【92】野球手帳の活用 野球少年を障害から守る取り組み

 「日本高野連理事・田名部和裕 高校野球半世『記』」

 11月18、19日の2日間、東京の国立オリンピック記念青少年総合センターで日本臨床スポーツ医学会が開かれた。今年で28回目を迎え、スポーツ医療にかかわる内科、整形外科、歯科など多種のドクターやトレーナーが参加している。

 この医学会で毎回演題に挙げられるのは「野球少年のスポーツ障害予防」だ。しかも多くの講座が設定される。僕もそのうちの一つのシンポに参加してきた。最近各競技団体で取り組んできた投球制限やルール改革について意見交換をした。会場からは回数ではなく球数を制限できないか、などの質問も出た。

 中学・少年野球の関係者は、少子化が進む今、球数の制限は、対応できる投手を準備するのが困難と否定的な回答が出された。

 では野球少年たちによく起こるひじの障害についてどのような対策ができるかに話題が移った。ひじの障害は、成長期にある子供たちに投球による過度な負担を継続的にかけると発生する。

**提供情報**:

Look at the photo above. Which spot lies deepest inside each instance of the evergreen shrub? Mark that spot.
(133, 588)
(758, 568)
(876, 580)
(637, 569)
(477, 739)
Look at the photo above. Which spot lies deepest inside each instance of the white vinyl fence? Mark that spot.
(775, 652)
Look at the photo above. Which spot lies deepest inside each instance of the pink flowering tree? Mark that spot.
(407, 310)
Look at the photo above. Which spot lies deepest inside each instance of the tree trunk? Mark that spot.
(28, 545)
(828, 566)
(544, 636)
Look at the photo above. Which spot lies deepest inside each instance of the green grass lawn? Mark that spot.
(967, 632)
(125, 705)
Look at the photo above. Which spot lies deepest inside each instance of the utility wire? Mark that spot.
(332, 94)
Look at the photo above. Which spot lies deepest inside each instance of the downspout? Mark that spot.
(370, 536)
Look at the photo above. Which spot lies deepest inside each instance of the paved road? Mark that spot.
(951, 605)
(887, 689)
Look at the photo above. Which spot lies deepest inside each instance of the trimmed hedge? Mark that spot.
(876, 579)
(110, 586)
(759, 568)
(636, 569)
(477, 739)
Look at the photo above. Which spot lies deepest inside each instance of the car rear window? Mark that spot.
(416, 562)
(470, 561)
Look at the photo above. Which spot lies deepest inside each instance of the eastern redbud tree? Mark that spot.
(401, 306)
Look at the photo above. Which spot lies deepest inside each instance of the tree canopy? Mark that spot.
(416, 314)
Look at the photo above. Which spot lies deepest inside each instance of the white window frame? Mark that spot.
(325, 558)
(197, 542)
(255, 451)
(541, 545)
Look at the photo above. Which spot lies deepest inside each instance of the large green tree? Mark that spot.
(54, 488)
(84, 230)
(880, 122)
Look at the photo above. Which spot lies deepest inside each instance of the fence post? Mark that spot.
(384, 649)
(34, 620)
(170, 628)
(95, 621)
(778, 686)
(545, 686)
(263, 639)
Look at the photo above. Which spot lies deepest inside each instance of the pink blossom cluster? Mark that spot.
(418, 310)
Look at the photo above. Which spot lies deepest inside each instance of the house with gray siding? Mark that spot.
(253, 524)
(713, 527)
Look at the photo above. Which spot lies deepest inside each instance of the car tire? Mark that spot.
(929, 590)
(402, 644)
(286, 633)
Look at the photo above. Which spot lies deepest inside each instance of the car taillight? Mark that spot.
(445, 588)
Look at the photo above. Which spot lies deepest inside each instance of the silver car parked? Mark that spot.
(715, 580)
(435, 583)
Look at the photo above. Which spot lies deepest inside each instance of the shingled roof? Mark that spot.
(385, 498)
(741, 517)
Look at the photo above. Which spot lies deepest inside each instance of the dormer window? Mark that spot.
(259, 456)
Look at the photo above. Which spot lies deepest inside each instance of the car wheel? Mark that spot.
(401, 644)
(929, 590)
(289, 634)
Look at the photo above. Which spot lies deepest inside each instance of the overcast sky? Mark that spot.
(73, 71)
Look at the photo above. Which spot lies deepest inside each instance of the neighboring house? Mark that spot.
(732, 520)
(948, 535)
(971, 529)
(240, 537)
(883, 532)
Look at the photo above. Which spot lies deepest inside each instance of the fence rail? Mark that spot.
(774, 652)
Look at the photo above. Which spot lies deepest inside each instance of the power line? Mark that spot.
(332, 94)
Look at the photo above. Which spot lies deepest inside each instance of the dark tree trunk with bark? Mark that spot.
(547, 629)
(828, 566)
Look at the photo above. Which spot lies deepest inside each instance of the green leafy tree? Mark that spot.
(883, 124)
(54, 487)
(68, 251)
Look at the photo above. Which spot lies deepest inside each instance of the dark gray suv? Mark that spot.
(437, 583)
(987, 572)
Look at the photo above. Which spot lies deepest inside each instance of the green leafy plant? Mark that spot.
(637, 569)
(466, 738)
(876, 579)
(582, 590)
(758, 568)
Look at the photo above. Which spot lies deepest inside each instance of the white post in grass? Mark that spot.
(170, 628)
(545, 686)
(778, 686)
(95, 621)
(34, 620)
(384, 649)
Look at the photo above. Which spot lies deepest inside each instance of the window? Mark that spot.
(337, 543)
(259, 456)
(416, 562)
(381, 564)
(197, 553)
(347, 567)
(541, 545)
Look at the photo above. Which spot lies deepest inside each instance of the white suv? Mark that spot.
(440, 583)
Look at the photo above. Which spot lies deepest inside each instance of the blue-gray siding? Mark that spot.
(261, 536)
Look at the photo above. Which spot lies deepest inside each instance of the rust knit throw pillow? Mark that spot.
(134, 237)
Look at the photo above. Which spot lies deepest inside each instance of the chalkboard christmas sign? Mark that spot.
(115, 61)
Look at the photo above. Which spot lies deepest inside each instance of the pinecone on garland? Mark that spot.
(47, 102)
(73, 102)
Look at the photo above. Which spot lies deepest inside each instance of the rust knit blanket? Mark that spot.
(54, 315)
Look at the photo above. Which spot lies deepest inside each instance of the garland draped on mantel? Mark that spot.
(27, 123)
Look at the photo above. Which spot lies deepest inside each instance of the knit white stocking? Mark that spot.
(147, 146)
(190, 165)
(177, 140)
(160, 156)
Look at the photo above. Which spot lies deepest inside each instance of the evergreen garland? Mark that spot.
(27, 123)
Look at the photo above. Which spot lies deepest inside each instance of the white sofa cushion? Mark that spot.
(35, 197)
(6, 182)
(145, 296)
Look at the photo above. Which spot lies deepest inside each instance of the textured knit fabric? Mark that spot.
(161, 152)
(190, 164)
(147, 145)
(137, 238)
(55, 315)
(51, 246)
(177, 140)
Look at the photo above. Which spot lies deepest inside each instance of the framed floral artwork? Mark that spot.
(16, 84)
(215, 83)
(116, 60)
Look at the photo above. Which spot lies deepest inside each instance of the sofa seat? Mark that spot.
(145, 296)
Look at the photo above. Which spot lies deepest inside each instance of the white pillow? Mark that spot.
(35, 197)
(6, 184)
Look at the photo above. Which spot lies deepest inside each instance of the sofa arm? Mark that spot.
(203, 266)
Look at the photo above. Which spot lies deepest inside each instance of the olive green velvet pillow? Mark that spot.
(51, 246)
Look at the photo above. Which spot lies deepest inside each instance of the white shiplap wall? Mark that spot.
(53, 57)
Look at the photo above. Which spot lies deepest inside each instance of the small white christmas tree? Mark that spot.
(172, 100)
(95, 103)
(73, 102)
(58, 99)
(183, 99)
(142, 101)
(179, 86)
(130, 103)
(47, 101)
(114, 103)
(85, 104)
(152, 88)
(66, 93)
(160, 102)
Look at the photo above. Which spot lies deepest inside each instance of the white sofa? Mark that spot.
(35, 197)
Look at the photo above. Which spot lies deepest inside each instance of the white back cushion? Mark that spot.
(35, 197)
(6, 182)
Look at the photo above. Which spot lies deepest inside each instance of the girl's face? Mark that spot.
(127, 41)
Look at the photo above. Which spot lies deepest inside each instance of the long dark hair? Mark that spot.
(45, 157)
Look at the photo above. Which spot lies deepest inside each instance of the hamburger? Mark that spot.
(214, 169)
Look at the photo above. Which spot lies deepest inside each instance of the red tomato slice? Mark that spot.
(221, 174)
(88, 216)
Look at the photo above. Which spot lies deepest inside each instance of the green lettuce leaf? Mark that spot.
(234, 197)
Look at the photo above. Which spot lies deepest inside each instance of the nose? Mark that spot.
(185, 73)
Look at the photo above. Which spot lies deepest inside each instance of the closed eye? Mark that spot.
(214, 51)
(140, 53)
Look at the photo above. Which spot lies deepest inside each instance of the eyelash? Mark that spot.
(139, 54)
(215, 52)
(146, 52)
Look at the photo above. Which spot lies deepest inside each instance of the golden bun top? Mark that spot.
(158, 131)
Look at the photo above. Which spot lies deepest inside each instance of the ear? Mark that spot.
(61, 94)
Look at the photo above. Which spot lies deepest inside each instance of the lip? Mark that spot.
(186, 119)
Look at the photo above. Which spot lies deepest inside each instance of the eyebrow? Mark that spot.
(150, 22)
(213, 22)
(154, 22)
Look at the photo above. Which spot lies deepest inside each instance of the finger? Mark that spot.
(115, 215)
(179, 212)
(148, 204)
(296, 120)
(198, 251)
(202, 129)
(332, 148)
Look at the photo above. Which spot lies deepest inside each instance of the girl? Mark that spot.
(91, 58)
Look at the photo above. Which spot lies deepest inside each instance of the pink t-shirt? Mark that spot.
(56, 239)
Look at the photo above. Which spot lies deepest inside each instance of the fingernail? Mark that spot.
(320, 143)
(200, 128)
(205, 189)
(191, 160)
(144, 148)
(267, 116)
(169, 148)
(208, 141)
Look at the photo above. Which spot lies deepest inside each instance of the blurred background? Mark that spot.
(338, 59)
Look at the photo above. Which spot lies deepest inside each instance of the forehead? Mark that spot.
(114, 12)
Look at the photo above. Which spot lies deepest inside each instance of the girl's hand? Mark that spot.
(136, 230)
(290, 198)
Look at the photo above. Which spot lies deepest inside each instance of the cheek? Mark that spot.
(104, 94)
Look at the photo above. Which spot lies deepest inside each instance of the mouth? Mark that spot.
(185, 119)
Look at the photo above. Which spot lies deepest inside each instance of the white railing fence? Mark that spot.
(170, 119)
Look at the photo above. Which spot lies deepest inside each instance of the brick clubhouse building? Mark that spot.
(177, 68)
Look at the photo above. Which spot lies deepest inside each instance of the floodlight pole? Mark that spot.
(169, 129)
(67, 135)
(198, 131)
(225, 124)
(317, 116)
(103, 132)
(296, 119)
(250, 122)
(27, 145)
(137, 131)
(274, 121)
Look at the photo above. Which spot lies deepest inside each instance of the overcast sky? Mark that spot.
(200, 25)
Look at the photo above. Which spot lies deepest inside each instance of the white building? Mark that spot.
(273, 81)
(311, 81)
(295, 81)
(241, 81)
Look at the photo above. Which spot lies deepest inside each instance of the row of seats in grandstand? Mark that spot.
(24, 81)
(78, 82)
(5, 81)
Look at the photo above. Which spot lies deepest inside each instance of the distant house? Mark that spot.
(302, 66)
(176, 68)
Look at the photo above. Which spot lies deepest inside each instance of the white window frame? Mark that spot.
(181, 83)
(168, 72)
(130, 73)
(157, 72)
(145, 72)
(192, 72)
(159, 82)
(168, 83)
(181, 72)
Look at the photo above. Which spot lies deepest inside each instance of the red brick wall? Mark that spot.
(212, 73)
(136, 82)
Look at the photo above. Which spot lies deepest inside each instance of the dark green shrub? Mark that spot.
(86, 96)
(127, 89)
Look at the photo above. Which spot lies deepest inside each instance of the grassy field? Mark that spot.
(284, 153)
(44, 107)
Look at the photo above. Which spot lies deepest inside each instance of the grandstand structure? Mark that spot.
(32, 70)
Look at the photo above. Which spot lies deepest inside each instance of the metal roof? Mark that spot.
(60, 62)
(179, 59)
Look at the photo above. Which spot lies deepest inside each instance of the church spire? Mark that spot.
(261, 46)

**情報を使って**:
#1 野球少年の障害予防についての文章のうち、「11月18、19日の2日間、」から「難と否定的な回答が出された。」までをそのまま書き写してください。
#2 野球少年の障害予防についての文章を、最後の文に続けて書き進めてください。
記録はここでは使わない。

**順に回答**:
#1
11月18、19日の2日間、東京の国立オリンピック記念青少年総合センターで日本臨床スポーツ医学会が開かれた。今年で28回目を迎え、スポーツ医療にかかわる内科、整形外科、歯科など多種のドクターやトレーナーが参加している。

 この医学会で毎回演題に挙げられるのは「野球少年のスポーツ障害予防」だ。しかも多くの講座が設定される。僕もそのうちの一つのシンポに参加してきた。最近各競技団体で取り組んできた投球制限やルール改革について意見交換をした。会場からは回数ではなく球数を制限できないか、などの質問も出た。

 中学・少年野球の関係者は、少子化が進む今、球数の制限は、対応できる投手を準備するのが困難と否定的な回答が出された。

#2
 初期段階なら休むことで完全治癒は可能だが、終末期まで進行すると生涯にわたって機能に支障が生じる。

 その対策としては適切な練習内容ということになるが、個体差もあり一律の規制では難しい。

 そこで早期発見の重要性が挙げられる。そのためには専門医による定期的な検診が有効だ。

 新潟県では2011年に県内の小学校から高校までのすべての野球組織が連携して「新潟県青少年野球団体協議会」が結成され、整形外科医と理学療法士が参画して「野球障害ケア新潟ネットワーク」を発足させている。

 試みとして野球障害の検診や治療の経過を記載できる「野球手帳」を1万部製作し、県内の小学5年生から中学2年生の野球選手全員に配布、以後は毎年5年生に配布している。

 これが毎年の定期健診の実施につながり障害の早期発見と予防に成果をあげている。

 その後神奈川県でも14年に同様の野球手帳を3万部発行、県内の学童部の全員に無償で配布している。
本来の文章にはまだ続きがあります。